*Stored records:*
/---

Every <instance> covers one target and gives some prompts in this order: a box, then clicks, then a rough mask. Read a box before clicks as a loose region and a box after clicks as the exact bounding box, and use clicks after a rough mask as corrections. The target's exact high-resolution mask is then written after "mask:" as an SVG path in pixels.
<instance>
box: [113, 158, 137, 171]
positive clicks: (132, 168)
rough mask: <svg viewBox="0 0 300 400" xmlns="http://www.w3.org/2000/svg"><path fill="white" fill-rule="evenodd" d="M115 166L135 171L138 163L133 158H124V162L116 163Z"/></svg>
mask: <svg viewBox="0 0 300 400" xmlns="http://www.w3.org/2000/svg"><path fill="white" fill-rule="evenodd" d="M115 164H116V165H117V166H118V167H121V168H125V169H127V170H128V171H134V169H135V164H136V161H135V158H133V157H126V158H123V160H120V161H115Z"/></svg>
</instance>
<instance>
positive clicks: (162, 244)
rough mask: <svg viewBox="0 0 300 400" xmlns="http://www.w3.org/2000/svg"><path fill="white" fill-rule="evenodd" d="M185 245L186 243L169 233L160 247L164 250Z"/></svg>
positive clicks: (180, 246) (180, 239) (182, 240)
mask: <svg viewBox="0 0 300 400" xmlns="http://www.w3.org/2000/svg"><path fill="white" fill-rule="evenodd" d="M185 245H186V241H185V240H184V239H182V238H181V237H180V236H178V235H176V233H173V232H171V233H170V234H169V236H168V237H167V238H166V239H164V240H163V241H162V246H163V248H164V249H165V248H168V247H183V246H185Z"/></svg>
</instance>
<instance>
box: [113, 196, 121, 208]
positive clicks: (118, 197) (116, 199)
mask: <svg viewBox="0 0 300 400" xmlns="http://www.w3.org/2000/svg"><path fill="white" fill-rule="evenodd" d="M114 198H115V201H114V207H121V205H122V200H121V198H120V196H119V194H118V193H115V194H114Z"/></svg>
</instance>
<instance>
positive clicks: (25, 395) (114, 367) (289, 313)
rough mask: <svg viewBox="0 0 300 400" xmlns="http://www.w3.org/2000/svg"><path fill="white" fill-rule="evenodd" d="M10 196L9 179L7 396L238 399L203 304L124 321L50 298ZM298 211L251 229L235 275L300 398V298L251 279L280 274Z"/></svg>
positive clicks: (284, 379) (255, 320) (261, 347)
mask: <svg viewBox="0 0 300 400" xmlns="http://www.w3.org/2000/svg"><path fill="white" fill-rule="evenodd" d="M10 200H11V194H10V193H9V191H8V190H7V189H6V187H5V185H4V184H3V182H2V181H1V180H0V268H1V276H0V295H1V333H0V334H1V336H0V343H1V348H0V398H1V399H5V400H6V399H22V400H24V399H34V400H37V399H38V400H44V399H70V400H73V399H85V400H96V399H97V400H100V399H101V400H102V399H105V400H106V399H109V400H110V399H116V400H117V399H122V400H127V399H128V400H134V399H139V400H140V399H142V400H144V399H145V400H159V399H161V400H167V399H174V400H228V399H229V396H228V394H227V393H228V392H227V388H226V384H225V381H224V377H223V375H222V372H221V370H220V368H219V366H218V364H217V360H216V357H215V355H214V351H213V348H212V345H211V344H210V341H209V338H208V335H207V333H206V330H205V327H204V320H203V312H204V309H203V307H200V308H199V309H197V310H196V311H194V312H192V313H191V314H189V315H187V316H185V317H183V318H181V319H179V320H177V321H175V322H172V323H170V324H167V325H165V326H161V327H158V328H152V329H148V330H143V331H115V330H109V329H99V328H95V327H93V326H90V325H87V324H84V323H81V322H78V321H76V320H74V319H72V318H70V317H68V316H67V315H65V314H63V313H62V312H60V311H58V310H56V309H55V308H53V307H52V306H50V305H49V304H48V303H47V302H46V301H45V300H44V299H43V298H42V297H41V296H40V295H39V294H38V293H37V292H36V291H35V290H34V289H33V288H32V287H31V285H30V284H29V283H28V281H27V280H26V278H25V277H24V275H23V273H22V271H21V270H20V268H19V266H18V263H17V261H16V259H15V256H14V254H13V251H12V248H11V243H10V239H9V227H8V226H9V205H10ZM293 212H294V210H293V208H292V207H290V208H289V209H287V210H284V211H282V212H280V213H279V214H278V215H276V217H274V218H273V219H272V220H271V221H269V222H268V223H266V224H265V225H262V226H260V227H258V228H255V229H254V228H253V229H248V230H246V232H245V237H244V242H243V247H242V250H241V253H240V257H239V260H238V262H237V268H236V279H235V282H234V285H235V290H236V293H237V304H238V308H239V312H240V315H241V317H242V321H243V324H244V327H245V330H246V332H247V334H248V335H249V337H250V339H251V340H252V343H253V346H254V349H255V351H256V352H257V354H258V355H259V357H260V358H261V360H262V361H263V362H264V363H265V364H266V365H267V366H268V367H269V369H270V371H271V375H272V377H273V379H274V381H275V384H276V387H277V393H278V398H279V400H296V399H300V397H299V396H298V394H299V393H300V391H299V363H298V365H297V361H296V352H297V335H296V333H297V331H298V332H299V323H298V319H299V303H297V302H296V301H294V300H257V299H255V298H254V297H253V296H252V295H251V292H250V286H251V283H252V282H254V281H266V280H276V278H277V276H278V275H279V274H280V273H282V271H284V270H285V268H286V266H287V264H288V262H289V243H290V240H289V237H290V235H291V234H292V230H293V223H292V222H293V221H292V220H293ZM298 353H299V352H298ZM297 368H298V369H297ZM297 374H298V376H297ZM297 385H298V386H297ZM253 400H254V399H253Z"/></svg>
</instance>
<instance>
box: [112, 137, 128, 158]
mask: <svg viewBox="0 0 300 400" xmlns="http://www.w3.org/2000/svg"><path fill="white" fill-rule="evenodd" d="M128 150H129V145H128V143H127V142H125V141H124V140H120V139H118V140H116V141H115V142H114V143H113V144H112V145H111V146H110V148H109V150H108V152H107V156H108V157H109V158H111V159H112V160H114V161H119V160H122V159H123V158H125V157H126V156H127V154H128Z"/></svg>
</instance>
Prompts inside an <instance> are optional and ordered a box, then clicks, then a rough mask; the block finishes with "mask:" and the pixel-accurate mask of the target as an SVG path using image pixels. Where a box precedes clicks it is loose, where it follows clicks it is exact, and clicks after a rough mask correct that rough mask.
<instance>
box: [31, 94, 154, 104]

\---

*PROBLEM DETAILS:*
When you reach this point, go back and write out each record above exactly.

*SOLVED PROBLEM:*
Every <instance> covers one target and gives some prompts in this order: a box, then clicks, then a rough mask. Read a box before clicks as a loose region and a box after clicks as the exact bounding box, and use clicks after a rough mask as corrections. The target's exact high-resolution mask is then written after "mask:" as an SVG path in pixels.
<instance>
box: [113, 158, 137, 171]
positive clicks: (132, 168)
rough mask: <svg viewBox="0 0 300 400" xmlns="http://www.w3.org/2000/svg"><path fill="white" fill-rule="evenodd" d="M115 166L135 171L138 163L133 158H124V162L116 163Z"/></svg>
mask: <svg viewBox="0 0 300 400" xmlns="http://www.w3.org/2000/svg"><path fill="white" fill-rule="evenodd" d="M115 164H116V165H117V166H118V167H121V168H125V169H127V170H128V171H134V169H135V164H136V161H135V158H133V157H126V158H123V160H120V161H115Z"/></svg>
</instance>
<instance>
positive clicks: (162, 244)
rough mask: <svg viewBox="0 0 300 400" xmlns="http://www.w3.org/2000/svg"><path fill="white" fill-rule="evenodd" d="M185 245L186 243L169 233L160 247L164 250Z"/></svg>
positive clicks: (180, 246) (180, 239) (182, 240)
mask: <svg viewBox="0 0 300 400" xmlns="http://www.w3.org/2000/svg"><path fill="white" fill-rule="evenodd" d="M185 245H186V241H185V240H184V239H182V238H181V237H180V236H178V235H176V233H173V232H171V233H170V234H169V236H168V237H167V238H166V239H164V240H163V241H162V246H163V248H164V249H165V248H168V247H183V246H185Z"/></svg>
</instance>
<instance>
box: [113, 196, 121, 208]
positive clicks: (118, 197) (116, 199)
mask: <svg viewBox="0 0 300 400" xmlns="http://www.w3.org/2000/svg"><path fill="white" fill-rule="evenodd" d="M114 198H115V201H114V207H121V205H122V200H121V198H120V196H119V194H118V193H115V194H114Z"/></svg>
</instance>
<instance>
positive clicks: (25, 395) (114, 367) (289, 313)
rough mask: <svg viewBox="0 0 300 400" xmlns="http://www.w3.org/2000/svg"><path fill="white" fill-rule="evenodd" d="M10 196L9 179L7 396L238 399L203 304L124 321L50 298ZM298 211L251 229L235 275L300 398V298L251 279L280 274Z"/></svg>
positive clicks: (284, 379) (255, 320) (261, 347)
mask: <svg viewBox="0 0 300 400" xmlns="http://www.w3.org/2000/svg"><path fill="white" fill-rule="evenodd" d="M10 200H11V194H10V193H9V191H8V190H7V189H6V187H5V185H4V184H3V182H2V181H1V180H0V268H1V276H0V295H1V333H0V334H1V336H0V343H1V348H0V398H1V399H5V400H6V399H22V400H24V399H34V400H37V399H38V400H44V399H70V400H73V399H85V400H96V399H97V400H100V399H101V400H102V399H105V400H106V399H109V400H110V399H116V400H117V399H122V400H127V399H128V400H134V399H139V400H140V399H142V400H144V399H145V400H159V399H161V400H167V399H174V400H228V399H229V396H228V394H227V393H228V392H227V388H226V384H225V381H224V377H223V375H222V372H221V370H220V368H219V366H218V364H217V360H216V357H215V355H214V351H213V348H212V345H211V344H210V341H209V338H208V335H207V333H206V330H205V327H204V320H203V312H204V309H203V307H200V308H199V309H197V310H196V311H194V312H192V313H191V314H189V315H187V316H185V317H183V318H181V319H179V320H177V321H175V322H172V323H170V324H167V325H165V326H161V327H158V328H152V329H148V330H143V331H115V330H109V329H99V328H95V327H93V326H90V325H87V324H84V323H81V322H78V321H76V320H74V319H72V318H70V317H68V316H67V315H65V314H63V313H62V312H60V311H58V310H56V309H55V308H53V307H52V306H50V305H49V304H48V303H47V302H46V301H45V300H44V299H43V298H42V297H41V296H40V295H39V294H38V293H37V292H36V291H35V290H34V289H33V288H32V287H31V285H30V284H29V283H28V281H27V280H26V278H25V277H24V275H23V273H22V271H21V270H20V268H19V266H18V263H17V261H16V259H15V256H14V254H13V251H12V248H11V243H10V239H9V227H8V226H9V205H10ZM293 212H294V210H293V208H292V207H290V208H289V209H287V210H284V211H282V212H280V213H279V214H278V215H276V217H274V218H273V219H272V220H271V221H269V222H268V223H266V224H265V225H262V226H260V227H258V228H255V229H254V228H253V229H248V230H246V232H245V237H244V242H243V247H242V250H241V253H240V257H239V260H238V262H237V268H236V279H235V282H234V285H235V290H236V293H237V304H238V308H239V312H240V315H241V317H242V321H243V324H244V327H245V330H246V332H247V334H248V335H249V337H250V339H251V340H252V343H253V346H254V349H255V351H256V352H257V354H258V355H259V357H260V358H261V360H262V361H263V362H264V363H265V364H266V365H267V366H268V367H269V369H270V371H271V375H272V377H273V379H274V381H275V384H276V387H277V393H278V398H279V400H296V399H300V397H299V396H298V394H299V393H300V391H299V363H298V365H297V361H296V352H297V335H296V333H297V331H298V332H299V323H298V319H299V303H297V302H296V301H294V300H257V299H255V298H254V297H253V296H252V295H251V292H250V286H251V283H252V282H254V281H266V280H276V278H277V276H278V275H279V274H280V273H282V271H284V270H285V268H286V266H287V264H288V262H289V243H290V240H289V237H290V235H291V234H292V230H293V223H292V222H293V221H292V220H293ZM298 353H299V352H298ZM297 368H298V369H297ZM297 374H298V376H297ZM297 385H298V386H297ZM253 400H254V399H253Z"/></svg>
</instance>
<instance>
box: [112, 137, 128, 158]
mask: <svg viewBox="0 0 300 400" xmlns="http://www.w3.org/2000/svg"><path fill="white" fill-rule="evenodd" d="M128 150H129V145H128V143H127V142H125V141H124V140H120V139H118V140H116V141H115V142H114V143H113V144H112V145H111V146H110V148H109V150H108V152H107V156H108V157H109V158H111V159H112V160H114V161H119V160H122V159H123V158H125V157H126V156H127V154H128Z"/></svg>
</instance>
Prompts inside an <instance> are optional and ordered a box, then clicks, then a rough mask; the block finishes with "mask:" and the pixel-accurate mask of the target as an SVG path using image pixels. Where a box precedes clicks it is loose, where it follows clicks it is exact, and clicks after a rough mask correct that rough mask.
<instance>
box: [31, 94, 154, 104]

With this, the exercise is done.